- Source excerpt:
-- Begin --

Phones for low-income users hacked before they're turned on, research finds

Rameez Anwar's phone had serious problems. The device, paid for by the federally funded Lifeline program for low-income people, was overrun with pop-up ads that made it unusable. Despite multiple factory resets, the problem wouldn't go away. 

"As soon as it detected internet," Anwar said, "it started doing the pop-ups." 

Anwar, who says he's tinkered with computers since childhood, suspected the phone had come with malware installed. So he sent it to Nathan Collier, a researcher at Malwarebytes. 

Collier confirmed Anwar's hunch: The phone's settings and update apps contained code that allowed them to load malicious apps known as adware. The adware displayed ads that covered users' screens, no matter what they were doing on their phones.

-- End --

- Task input:
-- Begin --

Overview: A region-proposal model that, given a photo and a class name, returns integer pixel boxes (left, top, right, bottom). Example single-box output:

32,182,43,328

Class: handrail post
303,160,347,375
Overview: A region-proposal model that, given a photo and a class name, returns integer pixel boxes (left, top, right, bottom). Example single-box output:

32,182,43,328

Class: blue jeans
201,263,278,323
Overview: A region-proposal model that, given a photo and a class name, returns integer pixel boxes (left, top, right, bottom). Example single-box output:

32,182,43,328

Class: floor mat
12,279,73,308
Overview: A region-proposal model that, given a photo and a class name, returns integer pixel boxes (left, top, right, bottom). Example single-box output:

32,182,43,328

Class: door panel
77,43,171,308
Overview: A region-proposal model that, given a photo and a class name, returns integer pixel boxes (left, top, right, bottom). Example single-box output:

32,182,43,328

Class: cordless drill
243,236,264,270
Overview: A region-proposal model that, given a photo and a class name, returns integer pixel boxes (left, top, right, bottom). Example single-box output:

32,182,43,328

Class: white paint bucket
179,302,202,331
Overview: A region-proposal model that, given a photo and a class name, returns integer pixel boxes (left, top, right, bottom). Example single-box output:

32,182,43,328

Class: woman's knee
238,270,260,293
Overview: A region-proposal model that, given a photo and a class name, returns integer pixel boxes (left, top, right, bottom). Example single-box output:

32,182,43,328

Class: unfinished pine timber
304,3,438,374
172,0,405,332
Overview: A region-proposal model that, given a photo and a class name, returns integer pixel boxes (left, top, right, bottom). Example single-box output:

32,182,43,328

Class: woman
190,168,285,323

-- End --

- Set tasks:
1. Pull out the entire article on malware found in Lifeline phones, word for word.
2. Put every line of the records into a JSON list of strings, with one string per line and blank lines omitted.
The text and the records have no connection to each other.

- Task-by-task outputs:
1.
Phones for low-income users hacked before they're turned on, research finds

Rameez Anwar's phone had serious problems. The device, paid for by the federally funded Lifeline program for low-income people, was overrun with pop-up ads that made it unusable. Despite multiple factory resets, the problem wouldn't go away. 

"As soon as it detected internet," Anwar said, "it started doing the pop-ups." 

Anwar, who says he's tinkered with computers since childhood, suspected the phone had come with malware installed. So he sent it to Nathan Collier, a researcher at Malwarebytes. 

Collier confirmed Anwar's hunch: The phone's settings and update apps contained code that allowed them to load malicious apps known as adware. The adware displayed ads that covered users' screens, no matter what they were doing on their phones.

2.
[
  "Overview: A region-proposal model that, given a photo and a class name, returns integer pixel boxes (left, top, right, bottom). Example single-box output:",
  "32,182,43,328",
  "Class: handrail post",
  "303,160,347,375",
  "Overview: A region-proposal model that, given a photo and a class name, returns integer pixel boxes (left, top, right, bottom). Example single-box output:",
  "32,182,43,328",
  "Class: blue jeans",
  "201,263,278,323",
  "Overview: A region-proposal model that, given a photo and a class name, returns integer pixel boxes (left, top, right, bottom). Example single-box output:",
  "32,182,43,328",
  "Class: floor mat",
  "12,279,73,308",
  "Overview: A region-proposal model that, given a photo and a class name, returns integer pixel boxes (left, top, right, bottom). Example single-box output:",
  "32,182,43,328",
  "Class: door panel",
  "77,43,171,308",
  "Overview: A region-proposal model that, given a photo and a class name, returns integer pixel boxes (left, top, right, bottom). Example single-box output:",
  "32,182,43,328",
  "Class: cordless drill",
  "243,236,264,270",
  "Overview: A region-proposal model that, given a photo and a class name, returns integer pixel boxes (left, top, right, bottom). Example single-box output:",
  "32,182,43,328",
  "Class: white paint bucket",
  "179,302,202,331",
  "Overview: A region-proposal model that, given a photo and a class name, returns integer pixel boxes (left, top, right, bottom). Example single-box output:",
  "32,182,43,328",
  "Class: woman's knee",
  "238,270,260,293",
  "Overview: A region-proposal model that, given a photo and a class name, returns integer pixel boxes (left, top, right, bottom). Example single-box output:",
  "32,182,43,328",
  "Class: unfinished pine timber",
  "304,3,438,374",
  "172,0,405,332",
  "Overview: A region-proposal model that, given a photo and a class name, returns integer pixel boxes (left, top, right, bottom). Example single-box output:",
  "32,182,43,328",
  "Class: woman",
  "190,168,285,323"
]